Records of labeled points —
• • • • •
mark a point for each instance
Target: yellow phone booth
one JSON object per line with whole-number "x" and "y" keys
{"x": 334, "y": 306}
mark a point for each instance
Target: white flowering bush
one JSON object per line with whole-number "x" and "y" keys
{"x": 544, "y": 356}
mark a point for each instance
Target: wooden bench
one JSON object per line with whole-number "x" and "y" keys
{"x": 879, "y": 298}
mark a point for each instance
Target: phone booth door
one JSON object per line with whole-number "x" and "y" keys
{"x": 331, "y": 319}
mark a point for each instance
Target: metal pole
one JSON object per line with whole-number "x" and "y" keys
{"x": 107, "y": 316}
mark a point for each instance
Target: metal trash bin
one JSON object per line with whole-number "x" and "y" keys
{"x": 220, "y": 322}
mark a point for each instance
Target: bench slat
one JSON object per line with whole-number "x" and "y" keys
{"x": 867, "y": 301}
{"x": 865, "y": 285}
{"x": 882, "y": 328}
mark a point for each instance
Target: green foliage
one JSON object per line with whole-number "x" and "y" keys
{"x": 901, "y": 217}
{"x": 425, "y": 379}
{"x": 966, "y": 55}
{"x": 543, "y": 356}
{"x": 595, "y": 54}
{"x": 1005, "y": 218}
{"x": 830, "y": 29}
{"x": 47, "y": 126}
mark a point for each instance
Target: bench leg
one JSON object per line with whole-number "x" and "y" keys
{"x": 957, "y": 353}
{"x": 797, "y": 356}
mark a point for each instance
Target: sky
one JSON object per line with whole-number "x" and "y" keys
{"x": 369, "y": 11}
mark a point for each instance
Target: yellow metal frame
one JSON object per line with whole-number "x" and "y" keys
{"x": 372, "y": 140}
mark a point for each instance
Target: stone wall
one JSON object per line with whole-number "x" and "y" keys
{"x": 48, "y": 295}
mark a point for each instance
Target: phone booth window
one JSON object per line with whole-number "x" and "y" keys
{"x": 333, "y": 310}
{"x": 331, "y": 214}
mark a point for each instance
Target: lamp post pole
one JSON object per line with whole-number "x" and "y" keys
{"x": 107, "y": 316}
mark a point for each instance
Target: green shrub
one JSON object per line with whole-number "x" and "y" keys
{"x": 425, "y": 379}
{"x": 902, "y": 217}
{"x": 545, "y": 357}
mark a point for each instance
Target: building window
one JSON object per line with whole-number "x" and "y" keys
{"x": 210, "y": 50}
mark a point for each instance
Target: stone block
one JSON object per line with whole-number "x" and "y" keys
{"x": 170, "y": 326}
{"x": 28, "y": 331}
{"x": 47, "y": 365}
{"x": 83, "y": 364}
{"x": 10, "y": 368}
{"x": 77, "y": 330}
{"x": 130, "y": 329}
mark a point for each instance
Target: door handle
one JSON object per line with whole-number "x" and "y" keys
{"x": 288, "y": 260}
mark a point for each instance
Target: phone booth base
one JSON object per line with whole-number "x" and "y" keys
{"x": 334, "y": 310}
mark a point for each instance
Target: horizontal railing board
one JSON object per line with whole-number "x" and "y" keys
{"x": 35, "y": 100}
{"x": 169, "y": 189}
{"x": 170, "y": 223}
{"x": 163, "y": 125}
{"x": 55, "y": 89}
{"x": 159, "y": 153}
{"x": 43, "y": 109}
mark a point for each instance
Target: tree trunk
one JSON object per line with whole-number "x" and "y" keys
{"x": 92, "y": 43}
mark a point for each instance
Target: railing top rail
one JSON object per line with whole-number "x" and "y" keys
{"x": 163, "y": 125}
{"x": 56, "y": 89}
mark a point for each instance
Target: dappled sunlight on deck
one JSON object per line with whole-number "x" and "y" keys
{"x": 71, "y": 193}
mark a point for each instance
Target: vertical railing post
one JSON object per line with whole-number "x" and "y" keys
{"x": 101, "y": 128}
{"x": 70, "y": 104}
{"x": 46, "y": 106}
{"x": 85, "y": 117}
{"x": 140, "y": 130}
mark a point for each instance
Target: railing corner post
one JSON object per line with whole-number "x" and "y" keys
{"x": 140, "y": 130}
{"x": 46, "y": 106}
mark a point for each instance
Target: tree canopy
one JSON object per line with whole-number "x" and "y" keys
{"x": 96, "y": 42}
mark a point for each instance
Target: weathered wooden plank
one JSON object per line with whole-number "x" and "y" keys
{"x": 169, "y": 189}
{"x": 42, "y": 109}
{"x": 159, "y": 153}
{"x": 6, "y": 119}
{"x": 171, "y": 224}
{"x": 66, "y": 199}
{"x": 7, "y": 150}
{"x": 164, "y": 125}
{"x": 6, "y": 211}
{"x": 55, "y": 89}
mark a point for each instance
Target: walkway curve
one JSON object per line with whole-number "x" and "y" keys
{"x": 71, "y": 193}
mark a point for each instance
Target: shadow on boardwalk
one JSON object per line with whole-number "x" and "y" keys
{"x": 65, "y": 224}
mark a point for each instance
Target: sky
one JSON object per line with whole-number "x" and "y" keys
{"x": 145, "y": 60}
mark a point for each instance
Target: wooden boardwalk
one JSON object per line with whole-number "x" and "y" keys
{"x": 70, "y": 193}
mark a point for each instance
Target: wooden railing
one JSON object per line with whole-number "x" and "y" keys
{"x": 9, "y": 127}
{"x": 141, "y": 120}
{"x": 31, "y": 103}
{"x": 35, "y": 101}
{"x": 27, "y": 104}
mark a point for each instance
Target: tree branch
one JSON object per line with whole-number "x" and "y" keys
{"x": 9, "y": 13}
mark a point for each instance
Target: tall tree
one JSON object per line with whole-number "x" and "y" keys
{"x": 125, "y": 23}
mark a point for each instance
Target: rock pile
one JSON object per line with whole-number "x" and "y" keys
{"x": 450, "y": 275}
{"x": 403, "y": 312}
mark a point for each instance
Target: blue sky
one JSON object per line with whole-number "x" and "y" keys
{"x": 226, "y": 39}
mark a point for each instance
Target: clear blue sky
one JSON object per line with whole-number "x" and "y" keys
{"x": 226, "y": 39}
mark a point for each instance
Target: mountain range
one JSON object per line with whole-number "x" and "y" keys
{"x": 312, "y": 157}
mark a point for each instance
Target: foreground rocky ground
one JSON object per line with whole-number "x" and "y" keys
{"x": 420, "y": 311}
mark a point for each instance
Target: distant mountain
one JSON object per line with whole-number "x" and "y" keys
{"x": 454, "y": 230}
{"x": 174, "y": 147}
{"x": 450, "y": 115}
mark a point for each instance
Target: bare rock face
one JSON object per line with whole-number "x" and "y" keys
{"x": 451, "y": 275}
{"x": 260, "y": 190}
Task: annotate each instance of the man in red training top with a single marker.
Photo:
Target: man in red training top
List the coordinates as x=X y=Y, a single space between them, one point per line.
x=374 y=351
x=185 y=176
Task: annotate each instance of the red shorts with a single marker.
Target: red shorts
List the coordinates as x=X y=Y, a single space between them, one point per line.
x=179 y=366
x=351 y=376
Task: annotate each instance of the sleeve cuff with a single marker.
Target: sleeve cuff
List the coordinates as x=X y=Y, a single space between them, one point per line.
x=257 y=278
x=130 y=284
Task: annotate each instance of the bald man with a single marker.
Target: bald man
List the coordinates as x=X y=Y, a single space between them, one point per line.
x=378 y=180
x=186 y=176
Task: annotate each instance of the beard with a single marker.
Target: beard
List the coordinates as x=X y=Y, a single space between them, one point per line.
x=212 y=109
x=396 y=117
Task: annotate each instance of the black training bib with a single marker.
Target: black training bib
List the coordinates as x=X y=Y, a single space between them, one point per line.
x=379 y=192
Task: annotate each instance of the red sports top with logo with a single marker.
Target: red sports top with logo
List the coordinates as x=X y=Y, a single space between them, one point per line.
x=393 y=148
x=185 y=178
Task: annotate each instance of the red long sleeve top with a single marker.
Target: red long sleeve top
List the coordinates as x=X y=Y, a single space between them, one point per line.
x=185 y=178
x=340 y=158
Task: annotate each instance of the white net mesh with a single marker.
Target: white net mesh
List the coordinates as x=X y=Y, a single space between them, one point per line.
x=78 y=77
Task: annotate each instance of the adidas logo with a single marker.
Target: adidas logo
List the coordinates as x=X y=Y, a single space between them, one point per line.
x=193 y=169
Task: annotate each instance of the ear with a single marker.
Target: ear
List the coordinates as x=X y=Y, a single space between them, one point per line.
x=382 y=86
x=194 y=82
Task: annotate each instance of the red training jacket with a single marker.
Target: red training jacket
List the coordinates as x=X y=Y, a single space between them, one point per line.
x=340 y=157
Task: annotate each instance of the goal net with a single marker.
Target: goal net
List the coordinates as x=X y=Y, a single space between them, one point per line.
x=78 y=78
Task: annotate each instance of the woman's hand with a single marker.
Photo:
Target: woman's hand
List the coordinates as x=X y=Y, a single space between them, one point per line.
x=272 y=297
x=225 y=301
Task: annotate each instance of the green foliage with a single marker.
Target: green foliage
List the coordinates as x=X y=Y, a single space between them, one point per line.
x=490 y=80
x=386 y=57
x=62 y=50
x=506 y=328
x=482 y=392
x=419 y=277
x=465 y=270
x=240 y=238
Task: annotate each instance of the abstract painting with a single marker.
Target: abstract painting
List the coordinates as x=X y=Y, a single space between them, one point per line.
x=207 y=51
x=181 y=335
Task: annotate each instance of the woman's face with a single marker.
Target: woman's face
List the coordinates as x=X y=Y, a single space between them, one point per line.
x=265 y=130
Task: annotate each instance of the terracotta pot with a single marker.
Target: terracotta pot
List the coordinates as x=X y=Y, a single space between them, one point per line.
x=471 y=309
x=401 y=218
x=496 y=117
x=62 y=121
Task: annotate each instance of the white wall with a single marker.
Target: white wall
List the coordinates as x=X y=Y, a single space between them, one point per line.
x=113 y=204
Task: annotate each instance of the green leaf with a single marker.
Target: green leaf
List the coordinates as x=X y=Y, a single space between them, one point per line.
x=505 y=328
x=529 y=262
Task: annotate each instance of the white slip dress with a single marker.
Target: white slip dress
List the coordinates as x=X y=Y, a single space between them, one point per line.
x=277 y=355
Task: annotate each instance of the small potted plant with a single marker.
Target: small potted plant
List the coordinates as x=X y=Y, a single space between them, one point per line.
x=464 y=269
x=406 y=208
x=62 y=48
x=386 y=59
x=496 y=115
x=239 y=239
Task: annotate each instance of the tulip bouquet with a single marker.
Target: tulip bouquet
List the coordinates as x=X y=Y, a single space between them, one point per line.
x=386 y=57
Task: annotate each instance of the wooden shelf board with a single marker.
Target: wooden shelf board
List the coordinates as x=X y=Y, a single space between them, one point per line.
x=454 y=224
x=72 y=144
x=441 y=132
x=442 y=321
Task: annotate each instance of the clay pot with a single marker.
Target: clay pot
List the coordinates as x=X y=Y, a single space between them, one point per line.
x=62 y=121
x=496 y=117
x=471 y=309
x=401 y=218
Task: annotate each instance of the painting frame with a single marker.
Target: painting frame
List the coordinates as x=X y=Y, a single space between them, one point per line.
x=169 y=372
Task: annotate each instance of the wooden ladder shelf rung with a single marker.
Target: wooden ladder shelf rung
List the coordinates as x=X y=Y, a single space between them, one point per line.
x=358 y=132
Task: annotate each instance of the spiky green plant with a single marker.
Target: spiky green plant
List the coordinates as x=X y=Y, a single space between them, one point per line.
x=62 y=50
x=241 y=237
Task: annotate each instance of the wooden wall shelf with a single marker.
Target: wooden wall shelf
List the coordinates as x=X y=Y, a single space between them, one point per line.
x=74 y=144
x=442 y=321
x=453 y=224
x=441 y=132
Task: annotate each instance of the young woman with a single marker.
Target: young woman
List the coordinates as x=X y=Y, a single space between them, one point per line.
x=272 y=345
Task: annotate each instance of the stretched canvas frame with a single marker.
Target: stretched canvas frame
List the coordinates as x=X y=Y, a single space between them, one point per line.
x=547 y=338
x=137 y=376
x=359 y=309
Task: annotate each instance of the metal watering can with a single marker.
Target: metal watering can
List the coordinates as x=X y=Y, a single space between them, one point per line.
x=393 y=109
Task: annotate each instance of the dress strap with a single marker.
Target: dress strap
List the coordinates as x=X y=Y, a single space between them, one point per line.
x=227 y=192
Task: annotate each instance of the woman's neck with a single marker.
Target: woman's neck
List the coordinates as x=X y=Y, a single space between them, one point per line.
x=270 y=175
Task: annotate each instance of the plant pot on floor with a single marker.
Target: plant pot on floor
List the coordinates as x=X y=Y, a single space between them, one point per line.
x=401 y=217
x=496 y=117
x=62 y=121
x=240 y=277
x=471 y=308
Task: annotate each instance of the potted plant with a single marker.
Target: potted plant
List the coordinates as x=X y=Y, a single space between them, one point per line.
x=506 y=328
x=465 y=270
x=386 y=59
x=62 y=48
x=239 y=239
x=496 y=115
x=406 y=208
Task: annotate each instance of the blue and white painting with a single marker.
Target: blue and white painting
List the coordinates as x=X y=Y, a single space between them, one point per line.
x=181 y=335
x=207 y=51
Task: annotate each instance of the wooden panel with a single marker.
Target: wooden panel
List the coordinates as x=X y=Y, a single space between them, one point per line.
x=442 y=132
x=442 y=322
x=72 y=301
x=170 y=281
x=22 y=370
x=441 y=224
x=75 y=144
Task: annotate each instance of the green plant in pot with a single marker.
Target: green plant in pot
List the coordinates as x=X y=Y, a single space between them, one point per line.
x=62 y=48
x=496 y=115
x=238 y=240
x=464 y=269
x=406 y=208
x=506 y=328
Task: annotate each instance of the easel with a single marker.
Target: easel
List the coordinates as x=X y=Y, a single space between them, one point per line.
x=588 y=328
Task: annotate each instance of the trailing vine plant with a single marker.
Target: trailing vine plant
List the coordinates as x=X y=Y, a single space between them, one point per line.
• • • • •
WHAT TO DO —
Output everything from the line containing "Task: annotate each instance of the clay" down to the line containing "x=358 y=132" as a Markdown table with the columns Row and Line, leaving out any blank lines.

RIGHT ANSWER —
| Row | Line |
|---|---|
| 1 | Task: annotate each instance of the clay pot with a single marker. |
| 2 | Target: clay pot |
| 3 | List the coordinates as x=X y=Y, a single space between them, one point per line. |
| 4 | x=62 y=121 |
| 5 | x=496 y=117 |
| 6 | x=471 y=309 |
| 7 | x=401 y=218 |
| 8 | Task: annotate each instance of the painting frame with a single marker. |
| 9 | Target: painting frame |
| 10 | List the coordinates as x=X y=Y, a single space between them, one point per line. |
| 11 | x=169 y=372 |
| 12 | Task: annotate each instance of the wooden ladder shelf rung with a single marker. |
| 13 | Target: wooden ladder shelf rung |
| 14 | List the coordinates as x=X y=Y, a single space between them, one point per line. |
| 15 | x=358 y=132 |